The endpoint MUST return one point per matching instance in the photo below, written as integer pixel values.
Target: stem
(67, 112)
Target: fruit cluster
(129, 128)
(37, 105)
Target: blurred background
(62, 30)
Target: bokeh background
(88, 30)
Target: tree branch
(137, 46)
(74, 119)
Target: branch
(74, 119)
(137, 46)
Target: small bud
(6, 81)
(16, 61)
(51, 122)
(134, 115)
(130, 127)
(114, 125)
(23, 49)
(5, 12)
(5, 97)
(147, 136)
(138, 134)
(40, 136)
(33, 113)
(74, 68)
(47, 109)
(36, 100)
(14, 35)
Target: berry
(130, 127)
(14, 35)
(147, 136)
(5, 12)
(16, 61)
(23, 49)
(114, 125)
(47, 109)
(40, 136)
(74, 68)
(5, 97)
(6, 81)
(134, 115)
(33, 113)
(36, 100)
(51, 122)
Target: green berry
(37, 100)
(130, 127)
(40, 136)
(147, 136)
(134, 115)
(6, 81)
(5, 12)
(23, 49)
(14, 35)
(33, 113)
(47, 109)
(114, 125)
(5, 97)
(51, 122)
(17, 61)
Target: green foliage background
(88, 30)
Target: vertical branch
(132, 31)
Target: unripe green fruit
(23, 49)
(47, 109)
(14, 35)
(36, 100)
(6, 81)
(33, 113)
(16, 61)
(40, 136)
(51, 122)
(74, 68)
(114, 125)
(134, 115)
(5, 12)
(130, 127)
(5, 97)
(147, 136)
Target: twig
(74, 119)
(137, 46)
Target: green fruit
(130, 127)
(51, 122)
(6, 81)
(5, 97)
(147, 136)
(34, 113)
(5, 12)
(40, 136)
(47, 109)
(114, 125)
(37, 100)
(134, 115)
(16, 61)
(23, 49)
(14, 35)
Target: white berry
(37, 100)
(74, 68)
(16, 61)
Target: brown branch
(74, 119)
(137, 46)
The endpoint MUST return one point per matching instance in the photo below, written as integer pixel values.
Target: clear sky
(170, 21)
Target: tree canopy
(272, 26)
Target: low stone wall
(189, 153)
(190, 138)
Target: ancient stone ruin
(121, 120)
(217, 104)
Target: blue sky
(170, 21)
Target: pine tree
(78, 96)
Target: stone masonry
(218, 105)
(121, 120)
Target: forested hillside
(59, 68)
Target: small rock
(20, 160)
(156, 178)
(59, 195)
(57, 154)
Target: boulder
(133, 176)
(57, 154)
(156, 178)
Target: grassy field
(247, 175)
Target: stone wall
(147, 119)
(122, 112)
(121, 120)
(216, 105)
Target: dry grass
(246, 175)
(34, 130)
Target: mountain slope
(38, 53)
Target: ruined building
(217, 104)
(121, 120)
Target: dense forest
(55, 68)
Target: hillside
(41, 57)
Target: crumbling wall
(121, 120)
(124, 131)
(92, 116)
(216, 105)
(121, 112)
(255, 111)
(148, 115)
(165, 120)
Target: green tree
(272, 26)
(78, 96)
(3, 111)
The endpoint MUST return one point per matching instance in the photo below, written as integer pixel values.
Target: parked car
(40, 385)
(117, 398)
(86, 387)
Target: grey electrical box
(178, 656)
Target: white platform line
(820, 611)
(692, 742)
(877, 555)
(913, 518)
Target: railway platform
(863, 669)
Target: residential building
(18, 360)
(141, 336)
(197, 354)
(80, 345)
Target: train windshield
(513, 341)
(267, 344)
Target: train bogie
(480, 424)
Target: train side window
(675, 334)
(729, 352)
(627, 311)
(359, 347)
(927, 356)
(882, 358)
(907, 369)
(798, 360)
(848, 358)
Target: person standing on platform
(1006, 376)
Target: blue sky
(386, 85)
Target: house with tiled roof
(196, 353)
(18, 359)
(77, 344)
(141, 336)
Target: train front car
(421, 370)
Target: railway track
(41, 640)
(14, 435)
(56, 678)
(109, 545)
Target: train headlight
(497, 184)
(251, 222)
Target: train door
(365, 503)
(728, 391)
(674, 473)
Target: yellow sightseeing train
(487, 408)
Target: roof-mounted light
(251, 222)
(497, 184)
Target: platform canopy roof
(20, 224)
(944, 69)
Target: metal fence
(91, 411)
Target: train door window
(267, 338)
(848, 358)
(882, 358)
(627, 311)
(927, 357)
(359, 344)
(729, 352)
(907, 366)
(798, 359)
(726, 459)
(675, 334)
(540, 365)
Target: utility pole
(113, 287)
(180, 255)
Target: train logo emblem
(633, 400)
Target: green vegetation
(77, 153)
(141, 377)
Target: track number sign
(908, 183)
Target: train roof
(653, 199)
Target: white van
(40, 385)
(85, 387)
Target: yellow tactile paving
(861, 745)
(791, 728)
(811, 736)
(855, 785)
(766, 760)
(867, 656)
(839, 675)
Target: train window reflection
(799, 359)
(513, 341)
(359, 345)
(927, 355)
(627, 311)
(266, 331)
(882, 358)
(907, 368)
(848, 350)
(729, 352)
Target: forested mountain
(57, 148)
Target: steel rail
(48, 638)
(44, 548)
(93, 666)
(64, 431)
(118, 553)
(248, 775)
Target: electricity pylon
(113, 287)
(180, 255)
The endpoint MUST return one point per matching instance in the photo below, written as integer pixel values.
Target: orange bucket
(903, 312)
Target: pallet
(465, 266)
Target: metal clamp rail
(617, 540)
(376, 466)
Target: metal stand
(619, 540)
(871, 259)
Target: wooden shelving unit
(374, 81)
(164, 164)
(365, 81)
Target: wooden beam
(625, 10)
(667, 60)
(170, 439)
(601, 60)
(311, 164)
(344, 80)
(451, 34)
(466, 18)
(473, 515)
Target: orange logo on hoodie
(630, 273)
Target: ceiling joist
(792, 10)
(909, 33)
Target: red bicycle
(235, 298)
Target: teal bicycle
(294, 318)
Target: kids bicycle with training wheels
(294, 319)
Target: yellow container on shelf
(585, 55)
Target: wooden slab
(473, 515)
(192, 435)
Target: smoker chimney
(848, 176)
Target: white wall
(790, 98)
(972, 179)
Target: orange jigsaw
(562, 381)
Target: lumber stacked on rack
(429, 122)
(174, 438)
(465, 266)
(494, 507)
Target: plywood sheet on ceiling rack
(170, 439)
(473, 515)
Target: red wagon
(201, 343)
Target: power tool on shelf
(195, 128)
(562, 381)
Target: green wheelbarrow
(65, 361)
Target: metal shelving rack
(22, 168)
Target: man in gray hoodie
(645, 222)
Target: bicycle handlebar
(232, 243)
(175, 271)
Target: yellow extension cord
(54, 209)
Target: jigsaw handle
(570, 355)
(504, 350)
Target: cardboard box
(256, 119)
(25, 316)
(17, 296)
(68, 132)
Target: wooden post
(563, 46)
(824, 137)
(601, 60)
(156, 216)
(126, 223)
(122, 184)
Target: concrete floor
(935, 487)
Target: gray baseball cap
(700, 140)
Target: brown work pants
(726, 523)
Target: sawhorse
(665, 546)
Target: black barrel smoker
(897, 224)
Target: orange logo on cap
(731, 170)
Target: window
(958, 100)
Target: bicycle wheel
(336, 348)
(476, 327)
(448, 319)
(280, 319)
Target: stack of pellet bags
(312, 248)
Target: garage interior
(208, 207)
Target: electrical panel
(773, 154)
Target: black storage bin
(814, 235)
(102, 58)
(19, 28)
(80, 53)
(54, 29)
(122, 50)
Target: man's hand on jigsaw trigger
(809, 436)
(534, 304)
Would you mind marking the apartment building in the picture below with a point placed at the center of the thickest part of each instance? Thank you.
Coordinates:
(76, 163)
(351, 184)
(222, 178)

=====

» **What is expected**:
Retype the complete listing exactly.

» **Result**:
The endpoint MUST return one point per matching instance in the photo below, written as integer pixel values.
Target: stem
(67, 112)
Target: fruit cluster
(129, 128)
(37, 105)
Target: blurred background
(62, 30)
Target: bokeh background
(88, 30)
Target: tree branch
(137, 46)
(74, 119)
Target: branch
(74, 119)
(137, 46)
Target: small bud
(6, 81)
(16, 61)
(51, 122)
(134, 115)
(130, 127)
(114, 125)
(23, 49)
(5, 12)
(5, 97)
(147, 136)
(138, 134)
(40, 136)
(33, 113)
(74, 68)
(47, 109)
(36, 100)
(14, 35)
Target: berry
(130, 127)
(14, 35)
(147, 136)
(5, 12)
(16, 61)
(23, 49)
(114, 125)
(47, 109)
(40, 136)
(74, 68)
(5, 97)
(6, 81)
(134, 115)
(33, 113)
(36, 100)
(51, 122)
Target: green berry
(37, 100)
(130, 127)
(40, 136)
(147, 136)
(134, 115)
(6, 81)
(5, 12)
(23, 49)
(14, 35)
(33, 113)
(47, 109)
(114, 125)
(5, 97)
(51, 122)
(17, 61)
Target: green foliage background
(88, 30)
Target: vertical branch
(132, 31)
Target: unripe green fruit
(23, 49)
(47, 109)
(14, 35)
(36, 100)
(6, 81)
(33, 113)
(16, 61)
(40, 136)
(51, 122)
(74, 68)
(114, 125)
(134, 115)
(5, 12)
(130, 127)
(5, 97)
(147, 136)
Target: twig
(74, 119)
(137, 46)
Target: green fruit
(130, 127)
(51, 122)
(6, 81)
(5, 97)
(147, 136)
(34, 113)
(5, 12)
(40, 136)
(47, 109)
(114, 125)
(37, 100)
(134, 115)
(16, 61)
(23, 49)
(14, 35)
Target: white berry
(37, 100)
(74, 68)
(16, 61)
Target: brown branch
(74, 119)
(137, 46)
The endpoint MUST return one point per matching instance in the photo below, written as integer pixel values.
Target: clear sky
(170, 21)
Target: tree canopy
(272, 26)
Target: low stone wall
(189, 153)
(190, 138)
Target: ancient stone ruin
(121, 120)
(217, 104)
Target: blue sky
(170, 21)
Target: pine tree
(78, 96)
Target: stone masonry
(218, 105)
(121, 120)
Target: forested hillside
(59, 68)
Target: small rock
(20, 160)
(156, 178)
(59, 195)
(57, 154)
Target: boulder
(133, 176)
(57, 154)
(156, 178)
Target: grassy field
(247, 175)
Target: stone wall
(147, 119)
(122, 112)
(121, 120)
(216, 105)
Target: dry grass
(246, 175)
(34, 130)
Target: mountain slope
(38, 53)
Target: ruined building
(217, 104)
(121, 120)
Target: dense forest
(55, 68)
Target: hillside
(41, 57)
Target: crumbling wall
(121, 120)
(124, 131)
(92, 116)
(216, 105)
(121, 112)
(255, 111)
(148, 115)
(165, 120)
Target: green tree
(272, 26)
(78, 96)
(3, 111)
The endpoint MUST return one point per matching instance in the photo below, written as integer pixel values.
Target: parked car
(40, 385)
(117, 398)
(86, 387)
Target: grey electrical box
(178, 656)
Target: white platform line
(820, 611)
(692, 742)
(877, 555)
(913, 518)
Target: railway platform
(863, 669)
Target: residential building
(18, 360)
(141, 336)
(197, 354)
(80, 345)
Target: train windshield
(513, 341)
(267, 344)
Target: train bogie
(480, 424)
Target: train side window
(675, 334)
(729, 352)
(627, 311)
(359, 347)
(927, 356)
(882, 358)
(907, 369)
(798, 360)
(848, 358)
Target: person standing on platform
(1006, 376)
Target: blue sky
(386, 85)
Target: house with tiled roof
(196, 353)
(18, 359)
(77, 344)
(141, 336)
Target: train front car
(421, 370)
Target: railway track
(41, 640)
(14, 435)
(56, 678)
(109, 545)
Target: train headlight
(497, 184)
(251, 222)
Target: train door
(365, 503)
(728, 391)
(674, 473)
Target: yellow sightseeing train
(487, 408)
Target: roof-mounted light
(251, 222)
(497, 184)
Target: platform canopy roof
(20, 224)
(944, 69)
Target: metal fence
(91, 411)
Target: train door window
(267, 338)
(848, 358)
(882, 358)
(627, 311)
(927, 357)
(359, 344)
(729, 352)
(907, 366)
(798, 359)
(726, 459)
(675, 334)
(540, 365)
Target: utility pole
(113, 287)
(180, 255)
Target: train logo emblem
(633, 400)
Target: green vegetation
(77, 153)
(141, 377)
Target: track number sign
(908, 183)
Target: train roof
(653, 199)
Target: white van
(40, 385)
(85, 387)
Target: yellow tactile paving
(861, 745)
(791, 728)
(811, 736)
(855, 785)
(766, 760)
(867, 656)
(839, 675)
Target: train window reflection
(799, 359)
(513, 341)
(359, 345)
(927, 355)
(627, 311)
(266, 331)
(882, 358)
(907, 368)
(848, 350)
(729, 352)
Target: forested mountain
(57, 148)
Target: steel rail
(48, 638)
(44, 548)
(93, 666)
(64, 431)
(118, 553)
(248, 775)
Target: electricity pylon
(113, 287)
(180, 255)
The endpoint MUST return one point per matching instance in the photo below, written as integer pixel values.
Target: orange bucket
(903, 312)
Target: pallet
(465, 266)
Target: metal clamp rail
(617, 540)
(376, 466)
Target: metal stand
(619, 540)
(871, 259)
Target: wooden shelving unit
(374, 81)
(164, 164)
(365, 81)
Target: wooden beam
(625, 10)
(667, 60)
(170, 439)
(601, 60)
(311, 164)
(344, 80)
(451, 34)
(466, 18)
(473, 515)
Target: orange logo on hoodie
(630, 273)
Target: ceiling joist
(792, 10)
(909, 33)
Target: red bicycle
(235, 298)
Target: teal bicycle
(294, 318)
Target: kids bicycle with training wheels
(294, 319)
Target: yellow container on shelf
(585, 55)
Target: wooden slab
(473, 515)
(192, 435)
Target: smoker chimney
(848, 176)
Target: white wall
(790, 98)
(972, 179)
Target: orange jigsaw
(562, 381)
Target: lumber stacked on rack
(429, 122)
(174, 438)
(465, 266)
(494, 507)
Target: plywood sheet on ceiling rack
(170, 439)
(473, 515)
Target: red wagon
(201, 343)
Target: power tool on shelf
(195, 128)
(562, 381)
Target: green wheelbarrow
(65, 361)
Target: metal shelving rack
(22, 168)
Target: man in gray hoodie
(645, 222)
Target: bicycle handlebar
(232, 243)
(175, 271)
Target: yellow extension cord
(54, 209)
Target: jigsaw handle
(570, 355)
(504, 350)
Target: cardboard box
(256, 119)
(25, 316)
(17, 296)
(68, 132)
Target: wooden post
(563, 46)
(824, 137)
(601, 60)
(156, 216)
(126, 223)
(122, 184)
Target: concrete floor
(935, 487)
Target: gray baseball cap
(700, 140)
Target: brown work pants
(726, 523)
Target: sawhorse
(665, 546)
Target: black barrel smoker
(897, 224)
Target: orange logo on cap
(731, 170)
Target: window
(958, 100)
Target: bicycle wheel
(336, 348)
(476, 327)
(448, 319)
(280, 319)
Target: stack of pellet bags
(312, 248)
Target: garage interior
(208, 207)
Target: electrical panel
(773, 154)
Target: black storage bin
(814, 235)
(102, 58)
(19, 28)
(80, 53)
(54, 29)
(122, 50)
Target: man's hand on jigsaw trigger
(809, 436)
(534, 304)
Would you mind marking the apartment building in the picture below with a point placed at the center of the thickest part of each instance? Thank you.
Coordinates:
(76, 163)
(351, 184)
(222, 178)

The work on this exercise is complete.